Stated problem: Can you rescale the material between the lines holding "Where can the railing" and "<point>240,38</point>", inclusive, by giving those lines again in full, requests included, with every point coordinate in the answers multiplied by 1.95 and rounded to whole numbers, halves rounded up? Leave the sample coordinates inside the requests unchanged, and return only those lines.

Excerpts from a location annotation dataset

----

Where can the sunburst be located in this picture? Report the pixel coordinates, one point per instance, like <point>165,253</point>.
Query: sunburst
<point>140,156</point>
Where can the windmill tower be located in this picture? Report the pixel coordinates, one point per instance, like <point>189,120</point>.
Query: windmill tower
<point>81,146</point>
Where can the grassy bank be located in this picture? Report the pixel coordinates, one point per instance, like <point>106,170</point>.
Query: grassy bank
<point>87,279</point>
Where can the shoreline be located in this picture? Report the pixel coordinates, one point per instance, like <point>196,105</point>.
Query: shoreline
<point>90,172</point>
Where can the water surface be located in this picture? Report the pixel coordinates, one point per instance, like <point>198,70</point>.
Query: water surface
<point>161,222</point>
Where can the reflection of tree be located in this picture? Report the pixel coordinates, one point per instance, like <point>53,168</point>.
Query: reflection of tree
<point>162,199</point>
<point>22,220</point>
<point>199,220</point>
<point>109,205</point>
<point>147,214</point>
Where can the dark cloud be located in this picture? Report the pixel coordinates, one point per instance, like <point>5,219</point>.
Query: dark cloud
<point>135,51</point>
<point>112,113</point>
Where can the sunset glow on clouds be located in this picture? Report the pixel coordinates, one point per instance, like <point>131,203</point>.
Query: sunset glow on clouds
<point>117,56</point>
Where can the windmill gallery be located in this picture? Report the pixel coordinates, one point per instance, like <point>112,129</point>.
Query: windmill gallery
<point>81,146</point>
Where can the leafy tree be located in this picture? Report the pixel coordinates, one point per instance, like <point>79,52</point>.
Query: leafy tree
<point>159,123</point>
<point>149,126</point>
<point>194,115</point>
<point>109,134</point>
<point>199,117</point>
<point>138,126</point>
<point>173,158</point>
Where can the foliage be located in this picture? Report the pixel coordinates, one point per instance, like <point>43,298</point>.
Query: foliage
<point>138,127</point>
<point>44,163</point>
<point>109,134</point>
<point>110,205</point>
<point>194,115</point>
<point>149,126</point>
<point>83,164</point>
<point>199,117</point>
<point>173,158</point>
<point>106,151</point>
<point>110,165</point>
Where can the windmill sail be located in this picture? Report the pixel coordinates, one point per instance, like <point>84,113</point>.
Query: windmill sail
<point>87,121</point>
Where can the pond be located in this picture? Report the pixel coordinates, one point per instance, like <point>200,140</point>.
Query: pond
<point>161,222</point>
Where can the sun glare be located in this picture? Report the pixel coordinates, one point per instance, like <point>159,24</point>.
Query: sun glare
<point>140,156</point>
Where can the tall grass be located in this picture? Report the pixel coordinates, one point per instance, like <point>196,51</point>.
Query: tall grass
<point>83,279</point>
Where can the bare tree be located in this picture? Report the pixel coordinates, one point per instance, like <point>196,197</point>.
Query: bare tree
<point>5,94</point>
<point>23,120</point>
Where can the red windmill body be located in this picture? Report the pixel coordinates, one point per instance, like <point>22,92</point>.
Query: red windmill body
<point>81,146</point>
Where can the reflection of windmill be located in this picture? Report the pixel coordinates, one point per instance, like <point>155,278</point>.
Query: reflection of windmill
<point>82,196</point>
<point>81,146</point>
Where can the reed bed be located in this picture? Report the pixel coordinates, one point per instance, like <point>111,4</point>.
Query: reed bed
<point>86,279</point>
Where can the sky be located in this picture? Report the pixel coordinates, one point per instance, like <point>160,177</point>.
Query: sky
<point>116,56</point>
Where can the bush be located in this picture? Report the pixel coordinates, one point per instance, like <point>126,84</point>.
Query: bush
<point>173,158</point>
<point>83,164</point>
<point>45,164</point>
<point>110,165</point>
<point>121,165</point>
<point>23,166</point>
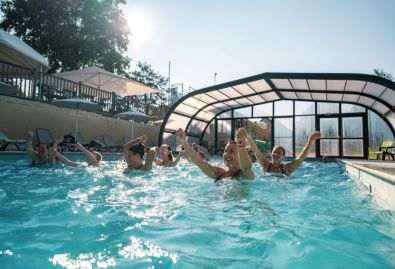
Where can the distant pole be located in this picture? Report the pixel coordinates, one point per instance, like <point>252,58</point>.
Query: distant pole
<point>169,86</point>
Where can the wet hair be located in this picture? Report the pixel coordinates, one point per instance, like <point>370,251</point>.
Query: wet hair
<point>231,141</point>
<point>282,149</point>
<point>138,149</point>
<point>170,156</point>
<point>97,155</point>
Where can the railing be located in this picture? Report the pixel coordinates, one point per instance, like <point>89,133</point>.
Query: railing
<point>38,86</point>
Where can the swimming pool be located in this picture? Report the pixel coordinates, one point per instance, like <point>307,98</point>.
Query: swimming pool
<point>101,217</point>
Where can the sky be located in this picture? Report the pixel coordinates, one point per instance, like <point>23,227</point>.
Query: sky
<point>240,38</point>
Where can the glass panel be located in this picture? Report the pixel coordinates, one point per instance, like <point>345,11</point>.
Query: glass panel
<point>305,127</point>
<point>259,85</point>
<point>350,108</point>
<point>261,130</point>
<point>379,130</point>
<point>283,134</point>
<point>230,92</point>
<point>244,112</point>
<point>196,127</point>
<point>263,110</point>
<point>192,139</point>
<point>353,147</point>
<point>176,121</point>
<point>317,84</point>
<point>327,108</point>
<point>329,147</point>
<point>185,109</point>
<point>329,127</point>
<point>304,108</point>
<point>224,133</point>
<point>352,127</point>
<point>283,108</point>
<point>244,89</point>
<point>227,114</point>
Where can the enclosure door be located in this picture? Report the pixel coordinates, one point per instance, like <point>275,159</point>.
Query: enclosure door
<point>353,128</point>
<point>329,144</point>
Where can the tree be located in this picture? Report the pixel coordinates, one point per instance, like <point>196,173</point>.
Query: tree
<point>150,104</point>
<point>71,33</point>
<point>381,73</point>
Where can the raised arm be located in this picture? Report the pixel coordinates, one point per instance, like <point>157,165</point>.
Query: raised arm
<point>258,154</point>
<point>130,144</point>
<point>178,158</point>
<point>244,156</point>
<point>207,168</point>
<point>292,166</point>
<point>29,145</point>
<point>150,159</point>
<point>62,158</point>
<point>89,156</point>
<point>52,157</point>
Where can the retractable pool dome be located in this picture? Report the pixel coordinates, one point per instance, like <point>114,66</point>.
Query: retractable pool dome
<point>196,110</point>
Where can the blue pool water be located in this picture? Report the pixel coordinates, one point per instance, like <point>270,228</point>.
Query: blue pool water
<point>101,217</point>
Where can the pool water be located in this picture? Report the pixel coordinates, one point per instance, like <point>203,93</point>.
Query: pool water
<point>102,217</point>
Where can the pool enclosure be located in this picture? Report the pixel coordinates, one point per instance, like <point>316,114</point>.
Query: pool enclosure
<point>354,112</point>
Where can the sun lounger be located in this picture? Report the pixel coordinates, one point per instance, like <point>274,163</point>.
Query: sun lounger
<point>109,143</point>
<point>5,142</point>
<point>383,151</point>
<point>7,89</point>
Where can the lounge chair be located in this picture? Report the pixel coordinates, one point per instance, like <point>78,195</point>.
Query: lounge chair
<point>93,145</point>
<point>383,151</point>
<point>109,143</point>
<point>5,142</point>
<point>7,89</point>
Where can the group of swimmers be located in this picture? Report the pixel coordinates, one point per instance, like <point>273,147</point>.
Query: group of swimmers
<point>236,156</point>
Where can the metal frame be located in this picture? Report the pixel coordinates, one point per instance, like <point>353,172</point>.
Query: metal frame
<point>267,78</point>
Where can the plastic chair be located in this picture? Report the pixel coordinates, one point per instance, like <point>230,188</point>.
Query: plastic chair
<point>383,150</point>
<point>5,142</point>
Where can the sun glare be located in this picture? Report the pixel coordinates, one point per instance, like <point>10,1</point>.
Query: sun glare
<point>140,25</point>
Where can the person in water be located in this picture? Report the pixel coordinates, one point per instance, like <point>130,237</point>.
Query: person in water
<point>42,155</point>
<point>93,158</point>
<point>278,154</point>
<point>203,152</point>
<point>236,159</point>
<point>134,154</point>
<point>166,156</point>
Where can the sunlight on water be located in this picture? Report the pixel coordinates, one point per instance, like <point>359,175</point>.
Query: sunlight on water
<point>175,217</point>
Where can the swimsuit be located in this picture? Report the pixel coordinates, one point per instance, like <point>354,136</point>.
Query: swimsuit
<point>130,167</point>
<point>282,169</point>
<point>226,174</point>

----

Completed task:
Where can the railing be located in this picture? Report the pixel coordinates, one point per instance, like <point>89,133</point>.
Query: railing
<point>74,168</point>
Where can the swimming pool be located in this picture? Report the pixel coordinates, one point per instance, like <point>307,98</point>.
Query: swimming pool
<point>197,423</point>
Where can the sky be located in this picture? Report the pixel coordinates, one point per instance, like <point>23,227</point>.
Query: sky
<point>468,74</point>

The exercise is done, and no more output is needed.